• **Document excerpt**:

>> BEGIN

Arnd's point was that using the IOMMU for devices that deal with small buffers 
is mandatory in case those devices only support a 32-bit DMA address space, 
and the system has memory over 4GB that you want to use for DMA purpose. 
That's the case of Renesas' platforms with LPAE support for instance.

Another use case for IOMMUs is device isolation, which is, depending on your 
use cases, something you might want for devices that are not IOMMU-aware.

It should also be noted that even DRM drivers don't need to be explicit IOMMU 
users. The rcar-du driver allocates large frame buffers through the DMA 
mapping API, without caring about whether an IOMMU is present or not.

> > CMA does not work for streaming mappings, only for the coherent API.
> 
> Why not? And if it doesn't I'm not sure we currently care on Tegra since
> we've gotten away with using CMA just fine so far.
Laurent Pinchart Jan. 20, 2015, 1:50 p.m. UTC | #25
Hi Thierry,

On Monday 19 January 2015 14:36:38 Thierry Reding wrote:
> On Mon, Jan 19, 2015 at 12:50:52PM +0000, Will Deacon wrote:
> > On Mon, Jan 19, 2015 at 12:43:06PM +0000, Thierry Reding wrote:
> >> On Sun, Jan 18, 2015 at 01:18:51PM +0200, Laurent Pinchart wrote:
> >> > On Sunday 18 January 2015 15:54:34 Alexandre Courbot wrote:
> >> > > On 01/16/2015 08:18 AM, Laurent Pinchart wrote:
> >> [...]
> >> 
> >>>>> The second way is to implement a mechanism to let drivers signal
> >>>>> that they want to handle DMA mappings themselves. As the mappings
> >>>>> need in the general case to be created before the probe function 
> >>>>> is called
> >>>> 
> >>>> Sorry for being ignorant here, but why is that?

>> END

• **Required work**:
• 1. Give the name of each person named in the IOMMU thread excerpt.
• 2. In the IOMMU thread excerpt, why is using the IOMMU mandatory for devices that deal with small buffers?
• 3. Answer these questions from the IOMMU thread excerpt:
(a) Which driver allocates large frame buffers through the DMA mapping API?
(b) Whose platforms with LPAE support are given as an example?
(c) According to the quoted claim, which API does CMA work for?
The lines after this point have no connection to the IOMMU thread excerpt.

• **Source material**:

>> BEGIN

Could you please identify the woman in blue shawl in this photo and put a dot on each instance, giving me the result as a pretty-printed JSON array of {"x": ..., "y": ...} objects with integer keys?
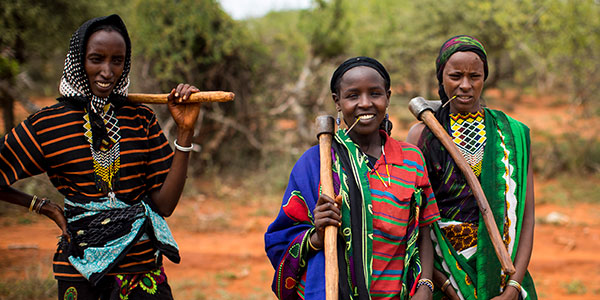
[{"x": 384, "y": 248}]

>> END

• **Written answers**:
• 1. Arnd, Laurent Pinchart, Thierry Reding, Will Deacon, Alexandre Courbot

• 2. It is mandatory when those devices only support a 32-bit DMA address space and the system has memory over 4GB that is wanted for DMA.

• 3.
(a) The rcar-du driver.
(b) Renesas' platforms.
(c) Only the coherent API.